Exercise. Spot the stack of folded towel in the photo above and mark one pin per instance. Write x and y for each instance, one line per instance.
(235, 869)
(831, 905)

★ ★ ★ ★ ★

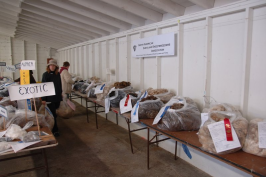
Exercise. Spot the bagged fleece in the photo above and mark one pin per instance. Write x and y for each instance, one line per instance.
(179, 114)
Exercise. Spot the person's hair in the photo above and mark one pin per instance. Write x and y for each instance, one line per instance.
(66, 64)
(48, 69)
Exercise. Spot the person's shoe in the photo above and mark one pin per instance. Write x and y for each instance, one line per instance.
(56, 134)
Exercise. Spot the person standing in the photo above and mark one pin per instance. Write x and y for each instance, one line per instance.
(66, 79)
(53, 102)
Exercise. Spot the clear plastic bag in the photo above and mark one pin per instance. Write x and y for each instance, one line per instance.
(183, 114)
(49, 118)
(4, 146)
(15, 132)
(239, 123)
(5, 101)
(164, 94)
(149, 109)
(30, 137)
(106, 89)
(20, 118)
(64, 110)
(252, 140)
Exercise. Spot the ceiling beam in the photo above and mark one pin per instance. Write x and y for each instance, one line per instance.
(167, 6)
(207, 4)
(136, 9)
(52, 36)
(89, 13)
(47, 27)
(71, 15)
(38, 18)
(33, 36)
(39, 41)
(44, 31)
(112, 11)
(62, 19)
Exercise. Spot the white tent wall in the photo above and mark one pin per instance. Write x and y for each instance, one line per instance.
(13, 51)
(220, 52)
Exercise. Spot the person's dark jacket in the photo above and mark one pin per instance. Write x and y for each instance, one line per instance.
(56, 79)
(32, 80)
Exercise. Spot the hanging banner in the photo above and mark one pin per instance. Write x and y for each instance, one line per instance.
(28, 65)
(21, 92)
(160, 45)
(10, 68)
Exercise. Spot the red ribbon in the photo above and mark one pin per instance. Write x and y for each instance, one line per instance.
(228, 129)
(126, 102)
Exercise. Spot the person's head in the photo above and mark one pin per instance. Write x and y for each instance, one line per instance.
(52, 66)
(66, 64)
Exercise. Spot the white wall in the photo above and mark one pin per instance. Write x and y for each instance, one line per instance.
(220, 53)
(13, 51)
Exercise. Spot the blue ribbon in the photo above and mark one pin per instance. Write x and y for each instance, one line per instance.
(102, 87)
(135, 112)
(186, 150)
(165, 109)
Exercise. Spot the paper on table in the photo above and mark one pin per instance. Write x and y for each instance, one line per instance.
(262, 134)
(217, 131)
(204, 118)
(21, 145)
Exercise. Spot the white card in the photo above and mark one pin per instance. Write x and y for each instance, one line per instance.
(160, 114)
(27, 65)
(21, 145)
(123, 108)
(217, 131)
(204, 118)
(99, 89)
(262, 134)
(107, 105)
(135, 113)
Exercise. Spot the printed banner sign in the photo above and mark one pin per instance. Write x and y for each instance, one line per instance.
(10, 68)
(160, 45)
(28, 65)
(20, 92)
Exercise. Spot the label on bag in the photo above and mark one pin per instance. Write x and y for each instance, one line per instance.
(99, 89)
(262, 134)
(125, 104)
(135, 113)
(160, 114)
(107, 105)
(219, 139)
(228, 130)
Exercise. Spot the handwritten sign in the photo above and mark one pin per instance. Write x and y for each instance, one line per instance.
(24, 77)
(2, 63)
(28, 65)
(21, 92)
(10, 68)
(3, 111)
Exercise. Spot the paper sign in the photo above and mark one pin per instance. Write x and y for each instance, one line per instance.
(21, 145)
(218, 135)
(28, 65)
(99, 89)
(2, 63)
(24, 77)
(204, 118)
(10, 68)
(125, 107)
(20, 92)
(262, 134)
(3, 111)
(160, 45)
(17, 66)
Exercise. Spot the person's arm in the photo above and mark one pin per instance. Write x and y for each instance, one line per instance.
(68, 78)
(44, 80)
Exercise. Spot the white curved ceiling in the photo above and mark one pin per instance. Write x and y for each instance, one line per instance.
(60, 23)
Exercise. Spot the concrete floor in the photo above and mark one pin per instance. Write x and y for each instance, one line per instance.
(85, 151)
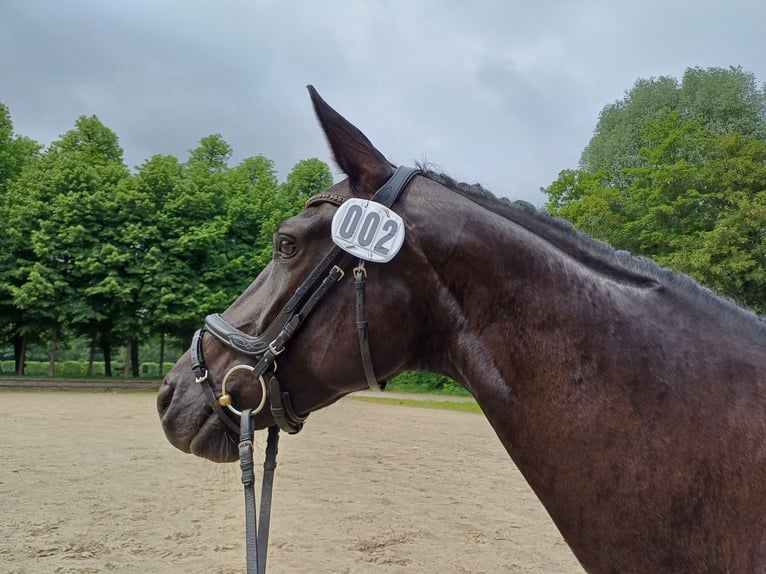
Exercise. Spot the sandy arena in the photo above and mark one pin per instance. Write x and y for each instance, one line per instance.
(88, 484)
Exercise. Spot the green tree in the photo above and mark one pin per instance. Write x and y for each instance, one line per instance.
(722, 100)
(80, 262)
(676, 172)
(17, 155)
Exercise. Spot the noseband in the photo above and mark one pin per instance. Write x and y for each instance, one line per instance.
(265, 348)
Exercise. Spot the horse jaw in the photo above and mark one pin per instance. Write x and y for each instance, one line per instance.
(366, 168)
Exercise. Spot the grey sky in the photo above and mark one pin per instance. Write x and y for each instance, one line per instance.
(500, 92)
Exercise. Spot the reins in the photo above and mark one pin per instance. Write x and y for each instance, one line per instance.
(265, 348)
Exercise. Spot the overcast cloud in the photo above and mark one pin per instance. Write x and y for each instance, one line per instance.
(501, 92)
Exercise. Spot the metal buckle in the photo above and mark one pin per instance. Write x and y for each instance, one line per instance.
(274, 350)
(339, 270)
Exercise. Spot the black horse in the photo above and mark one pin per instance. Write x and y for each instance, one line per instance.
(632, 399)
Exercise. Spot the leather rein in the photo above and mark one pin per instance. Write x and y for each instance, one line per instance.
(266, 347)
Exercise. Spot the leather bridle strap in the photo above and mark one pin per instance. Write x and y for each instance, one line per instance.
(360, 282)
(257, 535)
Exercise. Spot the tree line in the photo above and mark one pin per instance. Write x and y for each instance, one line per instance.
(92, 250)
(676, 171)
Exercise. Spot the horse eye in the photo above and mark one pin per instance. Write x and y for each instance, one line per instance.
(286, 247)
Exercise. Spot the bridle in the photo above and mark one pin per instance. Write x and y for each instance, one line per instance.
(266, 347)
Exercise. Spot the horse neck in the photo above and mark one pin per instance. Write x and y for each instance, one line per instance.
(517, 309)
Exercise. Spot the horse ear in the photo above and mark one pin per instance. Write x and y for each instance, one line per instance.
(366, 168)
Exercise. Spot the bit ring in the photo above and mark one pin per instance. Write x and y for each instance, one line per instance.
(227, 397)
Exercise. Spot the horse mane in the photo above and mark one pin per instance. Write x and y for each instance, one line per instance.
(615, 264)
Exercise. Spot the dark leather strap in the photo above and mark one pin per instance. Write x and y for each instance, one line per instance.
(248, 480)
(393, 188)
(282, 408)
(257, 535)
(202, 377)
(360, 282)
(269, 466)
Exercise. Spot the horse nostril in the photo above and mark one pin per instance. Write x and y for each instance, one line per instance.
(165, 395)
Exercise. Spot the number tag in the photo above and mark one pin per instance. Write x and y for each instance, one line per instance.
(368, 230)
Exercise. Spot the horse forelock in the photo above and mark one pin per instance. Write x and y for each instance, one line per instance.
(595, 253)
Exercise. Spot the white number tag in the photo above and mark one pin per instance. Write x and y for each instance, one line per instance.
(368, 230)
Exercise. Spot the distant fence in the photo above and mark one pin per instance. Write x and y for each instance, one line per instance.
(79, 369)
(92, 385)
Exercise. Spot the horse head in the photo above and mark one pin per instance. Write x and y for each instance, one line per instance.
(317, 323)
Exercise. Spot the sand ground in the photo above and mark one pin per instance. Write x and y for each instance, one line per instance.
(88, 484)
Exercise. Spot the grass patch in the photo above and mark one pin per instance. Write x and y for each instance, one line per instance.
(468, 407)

★ ★ ★ ★ ★

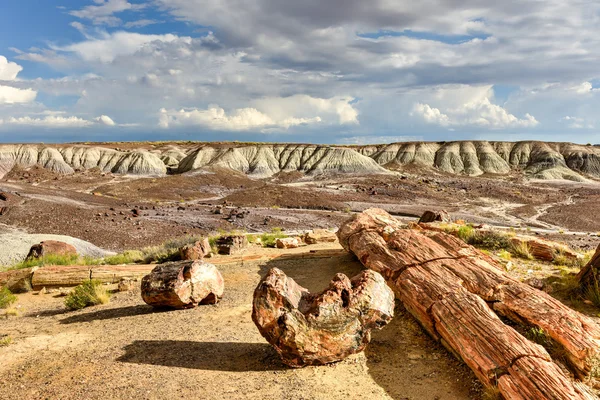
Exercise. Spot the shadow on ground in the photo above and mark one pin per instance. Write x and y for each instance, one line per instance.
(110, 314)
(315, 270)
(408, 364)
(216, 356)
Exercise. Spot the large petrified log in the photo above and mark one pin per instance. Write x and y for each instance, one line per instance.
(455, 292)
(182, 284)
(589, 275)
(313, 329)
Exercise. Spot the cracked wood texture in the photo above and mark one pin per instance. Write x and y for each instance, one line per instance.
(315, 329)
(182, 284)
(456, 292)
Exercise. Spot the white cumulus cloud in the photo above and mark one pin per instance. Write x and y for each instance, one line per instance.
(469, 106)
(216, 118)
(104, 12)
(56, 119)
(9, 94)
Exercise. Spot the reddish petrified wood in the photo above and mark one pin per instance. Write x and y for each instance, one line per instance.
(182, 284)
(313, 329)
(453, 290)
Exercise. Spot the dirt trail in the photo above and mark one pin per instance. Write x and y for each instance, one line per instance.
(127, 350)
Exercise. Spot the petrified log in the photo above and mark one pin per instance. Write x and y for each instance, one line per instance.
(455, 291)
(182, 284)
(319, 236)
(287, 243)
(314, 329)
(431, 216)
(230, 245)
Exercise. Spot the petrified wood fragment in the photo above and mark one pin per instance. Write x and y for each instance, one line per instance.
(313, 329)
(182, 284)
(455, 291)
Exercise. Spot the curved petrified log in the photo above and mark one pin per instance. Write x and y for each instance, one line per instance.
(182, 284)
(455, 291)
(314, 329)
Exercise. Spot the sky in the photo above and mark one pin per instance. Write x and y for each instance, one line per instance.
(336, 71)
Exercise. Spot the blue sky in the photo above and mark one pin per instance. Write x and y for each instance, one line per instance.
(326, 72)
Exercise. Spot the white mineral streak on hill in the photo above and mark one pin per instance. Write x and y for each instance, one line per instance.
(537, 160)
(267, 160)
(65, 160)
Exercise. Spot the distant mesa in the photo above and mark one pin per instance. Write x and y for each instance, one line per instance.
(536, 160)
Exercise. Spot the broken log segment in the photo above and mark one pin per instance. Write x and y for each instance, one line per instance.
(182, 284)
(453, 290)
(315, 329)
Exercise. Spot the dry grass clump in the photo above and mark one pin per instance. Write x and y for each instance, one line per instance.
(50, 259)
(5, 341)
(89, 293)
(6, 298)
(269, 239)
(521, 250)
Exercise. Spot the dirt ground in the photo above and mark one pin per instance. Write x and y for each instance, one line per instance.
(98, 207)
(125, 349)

★ ★ ★ ★ ★

Report every line in the records that contains the word "banner", and treat uppercase and lowercase as different.

Exercise. Spot the hanging banner in the photo above and mark one pin per instance. Write x and y for each instance, one line per instance.
Exercise. Spot the printed banner sign in the photo above and mark one pin per instance. Write x and y for each instance, one line per instance.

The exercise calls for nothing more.